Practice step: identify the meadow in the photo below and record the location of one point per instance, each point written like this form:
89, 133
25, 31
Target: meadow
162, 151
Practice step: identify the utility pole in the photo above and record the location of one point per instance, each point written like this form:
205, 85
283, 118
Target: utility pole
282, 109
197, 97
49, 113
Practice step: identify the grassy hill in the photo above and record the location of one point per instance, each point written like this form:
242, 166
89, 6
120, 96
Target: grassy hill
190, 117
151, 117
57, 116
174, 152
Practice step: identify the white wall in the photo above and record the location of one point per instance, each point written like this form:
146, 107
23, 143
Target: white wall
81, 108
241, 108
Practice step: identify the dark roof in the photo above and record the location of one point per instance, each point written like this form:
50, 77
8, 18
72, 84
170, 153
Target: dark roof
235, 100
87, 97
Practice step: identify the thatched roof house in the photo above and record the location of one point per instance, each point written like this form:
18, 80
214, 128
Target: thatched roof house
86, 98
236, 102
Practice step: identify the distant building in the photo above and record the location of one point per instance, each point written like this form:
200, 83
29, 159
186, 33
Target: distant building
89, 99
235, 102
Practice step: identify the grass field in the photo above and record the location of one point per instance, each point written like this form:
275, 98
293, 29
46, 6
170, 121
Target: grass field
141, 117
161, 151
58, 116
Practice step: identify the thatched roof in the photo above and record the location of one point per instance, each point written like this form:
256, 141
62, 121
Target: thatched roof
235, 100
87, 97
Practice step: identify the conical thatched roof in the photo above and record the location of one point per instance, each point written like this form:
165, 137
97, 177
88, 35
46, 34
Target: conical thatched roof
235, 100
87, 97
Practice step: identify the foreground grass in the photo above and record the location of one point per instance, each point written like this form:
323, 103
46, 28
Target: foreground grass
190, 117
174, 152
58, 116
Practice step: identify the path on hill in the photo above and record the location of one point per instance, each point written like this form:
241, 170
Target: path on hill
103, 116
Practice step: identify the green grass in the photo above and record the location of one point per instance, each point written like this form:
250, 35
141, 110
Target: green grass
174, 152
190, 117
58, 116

============

Please write out all the items above again, swapping "Practice step" for "Exercise" and leaving everything else unchanged.

Exercise: identify the meadow in the photo below and record the location of one point per instance, each point written like this form:
89, 133
25, 31
Target: meadow
162, 151
Exercise: identify the utility pole in the photo above and record the location of one point per instance, each point written like this form:
205, 85
283, 118
Target: utility pole
282, 109
197, 97
49, 113
Exercise: identify the grassy hill in the photo above and record the location of one point per instance, each point written like this form:
242, 166
89, 6
120, 96
Target: grassy hill
190, 117
151, 117
57, 116
174, 152
Exercise: identify the white wall in the photo above and record the location of one point per instance, each point written like this form:
146, 107
23, 143
Target: white wall
81, 108
241, 108
Exercise: identify the dark roof in the photo above and record the location of one point per instance, each point written like this form:
50, 77
8, 18
72, 84
170, 153
Target: dark roof
235, 100
87, 97
Exercise: identify the thatched roof house in the photo above and record the location of one point per instance, each point written like this form:
18, 80
214, 128
Target: thatched roof house
86, 98
236, 102
Exercise: identify the distant building in the photo above and record the location of one point per instance, each point written like this form:
200, 83
29, 159
186, 33
Target: distant building
89, 99
235, 102
Exercise: identify the grass field in the photo above and record the location of one point per instance, each point written like this form:
275, 98
293, 29
46, 6
170, 121
Target: grass field
141, 117
161, 151
58, 116
Exercise: identify the thatched roof in the photo above and record the location of one point per instance, each point written like this form:
256, 141
62, 121
Target: thatched roof
235, 100
87, 97
Exercise: identify the conical thatched roof in the photo above and record the location of one point per instance, each point written like this form:
165, 137
97, 177
88, 35
46, 34
Target: conical thatched roof
235, 100
87, 97
Exercise: identify the foreground grass in the photo above and record the location of one point per instance, each point written like this form:
323, 103
46, 28
Target: foreground grass
190, 117
174, 152
58, 116
Exercise: identify the path on hill in the photo above and record the location of one point per instance, each point written like this form:
241, 170
Target: path on hill
103, 116
Exercise: identify the green grass in the photo above and record the location of one point per instance, each point written like this form:
250, 35
141, 110
Target: green grass
174, 152
190, 117
58, 116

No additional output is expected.